── Testo estratto ──

9.- Quanto all’ambito di applicazione della L. n. 300 del 1970, art. 6, questa Corte ha avuto modo di precisare (cfr. Cass. n. 1461/88) che l’art. 6 cit. – nel prevedere i casi in cui sono consentite, ai fini della tutela del patrimonio aziendale, le visite personali di controllo sul lavoratore – riguarda unicamente le ispezioni corporali, ma non anche quelle sulle cose del lavoratore, atteso che la norma citata – da interpretarsi letteralmente – contempla solo la “visita personale”, che nell’ordinamento processuale sia civile (art. 118 c.p.c.) che penale (artt. 244-246 c.p.p.) è tenuta distinta dall’ispezione di cose e luoghi.
10.- Alla luce dei principi di diritto enunciati, la sentenza impugnata – che ha affermato la legittimità del ricorso all’attività di investigatori privati qualora il controllo riguardi, come nella specie, atti illeciti commessi dal dipendente che non siano riconducibili al mero inadempimento dell’obbligazione lavorativa, evidenziando anche come la verifica del contenuto dell’autovettura del lavoratore sia avvenuta fuori dei locali aziendali, peraltro ad opera dei Carabinieri appositamente accorsi sul luogo – non merita le censure che le sono state mosse con il secondo motivo di ricorso.
11- Parimenti infondato è il terzo motivo del ricorso principale, che investe l’accertamento dei fatti addebitati al lavoratore ed il giudizio di gravità e di proporzionalità dei fatti medesimi in rapporto alla sanzione irrogata.
12.- Invero, nei licenziamenti per motivi disciplinari l’accertamento dei fatti addebitati al lavoratore e il giudizio di gravità e di proporzionalità dei fatti medesimi rispetto al licenziamento disciplinare, sono riservati al giudice di merito e, come tali, non sono sindacabili in sede di legittimità se sorretti da motivazione congrua e immune da vizi logici (cfr. ex multis Cass. n. 9167/2003).
13.- Sotto altro profilo, questa Corte ha già precisato che ai fini della legittimità del licenziamento disciplinare irrogato per un fatto astrattamente costituente reato, non rileva la valutazione penalistica del fatto nè la sua punibilità in sede penale, dovendosi effettuare una valutazione autonoma in ordine alla idoneità del fatto ad integrare gli estremi della giusta causa o giustificato motivo del recesso (Cass. n. 20731/2007, cui adde Cass. n. 37/2011). Ed ha puntualizzato (Cass. n. 17652/2007) che nel giudizio relativo alla legittimità del licenziamento disciplinare intimato al lavoratore sulla base di un fatto per il quale sia stata esercitata l’azione penale, il giudice civile non è vincolato dal giudicato penale ed è, quindi, abilitato a procedere autonomamente alla valutazione del materiale probatorio acquisito al processo, nel caso di mancata partecipazione al giudizio penale del datore di lavoro, che pure era stato posto in condizione di farlo. Ed infatti l’art. 654 c.p.p., diversamente dall’art. 652 relativo ai giudizi civili di risarcimento del danno, esclude che possa avere efficacia in un successivo giudizio civile la sentenza penale di condanna o di assoluzione, con riferimento ai soggetti che non abbiano partecipato al giudizio penale, indipendentemente dalle ragioni di tale mancata partecipazione.

───
── Righe fornite ──

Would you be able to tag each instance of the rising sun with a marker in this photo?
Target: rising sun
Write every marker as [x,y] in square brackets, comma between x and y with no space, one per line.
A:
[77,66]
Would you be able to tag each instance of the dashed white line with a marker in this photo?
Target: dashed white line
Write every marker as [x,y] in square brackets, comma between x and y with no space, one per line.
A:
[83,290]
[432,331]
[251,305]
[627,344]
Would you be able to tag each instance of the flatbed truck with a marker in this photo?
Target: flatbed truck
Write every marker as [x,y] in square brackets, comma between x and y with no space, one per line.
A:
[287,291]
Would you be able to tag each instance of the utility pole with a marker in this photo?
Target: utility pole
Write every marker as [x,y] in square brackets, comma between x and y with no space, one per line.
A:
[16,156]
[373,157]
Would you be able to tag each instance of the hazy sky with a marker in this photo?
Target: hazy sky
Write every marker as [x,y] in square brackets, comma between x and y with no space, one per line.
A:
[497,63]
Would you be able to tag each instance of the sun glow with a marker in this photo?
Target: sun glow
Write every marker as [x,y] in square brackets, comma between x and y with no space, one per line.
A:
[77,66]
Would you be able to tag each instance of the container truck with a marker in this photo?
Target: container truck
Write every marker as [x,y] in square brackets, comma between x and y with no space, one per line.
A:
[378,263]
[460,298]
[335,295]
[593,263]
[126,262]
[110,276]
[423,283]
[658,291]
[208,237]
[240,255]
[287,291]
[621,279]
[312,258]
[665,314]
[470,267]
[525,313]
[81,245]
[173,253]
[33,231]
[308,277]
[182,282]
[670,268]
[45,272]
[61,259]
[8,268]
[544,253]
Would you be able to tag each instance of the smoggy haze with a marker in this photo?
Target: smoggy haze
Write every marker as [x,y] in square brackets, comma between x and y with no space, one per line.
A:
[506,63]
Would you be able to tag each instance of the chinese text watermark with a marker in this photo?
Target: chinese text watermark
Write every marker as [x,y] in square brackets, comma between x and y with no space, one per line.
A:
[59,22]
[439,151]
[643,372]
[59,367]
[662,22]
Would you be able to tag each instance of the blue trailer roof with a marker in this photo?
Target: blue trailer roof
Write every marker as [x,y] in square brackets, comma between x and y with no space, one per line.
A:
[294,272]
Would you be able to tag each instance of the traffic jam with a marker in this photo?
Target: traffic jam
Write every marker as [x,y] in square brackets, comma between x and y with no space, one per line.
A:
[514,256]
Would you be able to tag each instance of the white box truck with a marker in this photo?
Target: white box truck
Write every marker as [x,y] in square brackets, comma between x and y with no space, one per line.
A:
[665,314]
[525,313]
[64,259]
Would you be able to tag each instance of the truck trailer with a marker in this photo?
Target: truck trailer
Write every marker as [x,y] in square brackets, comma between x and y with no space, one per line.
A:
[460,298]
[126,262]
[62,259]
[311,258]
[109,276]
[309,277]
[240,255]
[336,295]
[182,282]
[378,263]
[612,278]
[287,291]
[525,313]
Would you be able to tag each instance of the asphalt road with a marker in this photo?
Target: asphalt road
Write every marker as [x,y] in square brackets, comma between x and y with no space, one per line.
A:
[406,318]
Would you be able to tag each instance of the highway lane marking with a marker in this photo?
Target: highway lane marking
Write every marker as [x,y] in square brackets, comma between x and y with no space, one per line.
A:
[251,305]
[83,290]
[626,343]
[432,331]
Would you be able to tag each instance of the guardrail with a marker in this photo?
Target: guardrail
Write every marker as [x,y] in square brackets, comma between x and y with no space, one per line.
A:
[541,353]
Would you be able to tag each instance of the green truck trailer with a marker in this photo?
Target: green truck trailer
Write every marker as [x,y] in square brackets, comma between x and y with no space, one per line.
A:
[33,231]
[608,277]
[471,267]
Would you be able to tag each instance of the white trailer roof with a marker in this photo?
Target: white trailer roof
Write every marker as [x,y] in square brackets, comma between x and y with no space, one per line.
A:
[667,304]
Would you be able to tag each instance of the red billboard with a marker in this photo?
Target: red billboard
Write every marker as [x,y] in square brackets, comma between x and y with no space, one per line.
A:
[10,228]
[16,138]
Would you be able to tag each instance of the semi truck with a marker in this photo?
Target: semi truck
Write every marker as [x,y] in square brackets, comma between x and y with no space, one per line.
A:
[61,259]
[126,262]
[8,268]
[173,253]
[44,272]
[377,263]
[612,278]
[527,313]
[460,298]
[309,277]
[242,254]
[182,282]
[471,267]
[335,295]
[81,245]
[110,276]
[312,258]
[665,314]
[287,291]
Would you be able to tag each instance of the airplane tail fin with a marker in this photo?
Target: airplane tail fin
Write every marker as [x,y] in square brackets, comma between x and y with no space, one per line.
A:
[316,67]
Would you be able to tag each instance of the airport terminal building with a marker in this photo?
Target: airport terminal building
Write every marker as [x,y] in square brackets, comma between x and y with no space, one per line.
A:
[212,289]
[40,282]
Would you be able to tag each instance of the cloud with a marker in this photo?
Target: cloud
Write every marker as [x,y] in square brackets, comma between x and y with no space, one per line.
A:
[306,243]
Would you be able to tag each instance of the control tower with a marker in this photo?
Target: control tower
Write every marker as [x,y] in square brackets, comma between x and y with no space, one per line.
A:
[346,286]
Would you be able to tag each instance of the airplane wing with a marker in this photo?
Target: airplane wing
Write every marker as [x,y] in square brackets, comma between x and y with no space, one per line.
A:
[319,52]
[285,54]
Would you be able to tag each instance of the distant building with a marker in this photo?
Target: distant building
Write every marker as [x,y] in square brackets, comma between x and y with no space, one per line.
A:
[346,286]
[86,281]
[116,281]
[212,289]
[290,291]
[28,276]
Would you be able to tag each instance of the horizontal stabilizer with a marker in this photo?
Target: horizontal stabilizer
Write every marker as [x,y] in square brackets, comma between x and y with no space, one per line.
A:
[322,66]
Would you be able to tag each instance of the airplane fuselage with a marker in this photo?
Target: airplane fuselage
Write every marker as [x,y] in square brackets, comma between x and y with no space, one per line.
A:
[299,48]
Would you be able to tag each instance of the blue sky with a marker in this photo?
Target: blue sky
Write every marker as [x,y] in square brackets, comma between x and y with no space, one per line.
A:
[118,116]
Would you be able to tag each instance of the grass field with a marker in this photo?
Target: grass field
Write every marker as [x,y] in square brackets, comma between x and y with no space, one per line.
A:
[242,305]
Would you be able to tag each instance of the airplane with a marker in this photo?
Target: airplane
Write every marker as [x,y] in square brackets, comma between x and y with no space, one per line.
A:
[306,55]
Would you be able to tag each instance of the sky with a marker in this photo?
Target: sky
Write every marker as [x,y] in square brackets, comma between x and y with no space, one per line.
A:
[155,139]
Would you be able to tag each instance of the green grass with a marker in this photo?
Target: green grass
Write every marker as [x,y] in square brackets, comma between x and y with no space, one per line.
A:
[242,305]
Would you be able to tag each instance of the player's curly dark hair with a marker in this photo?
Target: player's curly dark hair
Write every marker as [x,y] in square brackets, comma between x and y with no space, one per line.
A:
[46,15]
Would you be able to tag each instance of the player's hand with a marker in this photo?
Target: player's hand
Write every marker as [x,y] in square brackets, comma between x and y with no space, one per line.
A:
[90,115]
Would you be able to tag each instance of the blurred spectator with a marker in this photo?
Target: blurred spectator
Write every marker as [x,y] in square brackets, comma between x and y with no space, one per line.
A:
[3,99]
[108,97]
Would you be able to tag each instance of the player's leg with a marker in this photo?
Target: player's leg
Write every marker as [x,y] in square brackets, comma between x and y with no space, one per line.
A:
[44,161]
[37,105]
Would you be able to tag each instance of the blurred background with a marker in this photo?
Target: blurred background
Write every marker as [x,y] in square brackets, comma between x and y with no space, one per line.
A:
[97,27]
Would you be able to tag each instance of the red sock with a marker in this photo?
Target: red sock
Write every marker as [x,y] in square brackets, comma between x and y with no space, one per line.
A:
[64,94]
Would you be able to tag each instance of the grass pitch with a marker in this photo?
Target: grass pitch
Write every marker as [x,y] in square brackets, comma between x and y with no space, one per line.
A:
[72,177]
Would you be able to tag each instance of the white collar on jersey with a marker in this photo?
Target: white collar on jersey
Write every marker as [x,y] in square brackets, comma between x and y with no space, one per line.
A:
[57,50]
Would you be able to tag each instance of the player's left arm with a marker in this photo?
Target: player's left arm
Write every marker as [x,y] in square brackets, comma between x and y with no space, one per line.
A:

───

La richiesta.
Elenca tutte le pronunce della Cassazione citate per numero nel testo sul licenziamento disciplinare. Le righe non hanno alcun legame con il testo.

Risposta attesa.
- Cass. n. 1461/88
- Cass. n. 9167/2003
- Cass. n. 20731/2007
- Cass. n. 37/2011
- Cass. n. 17652/2007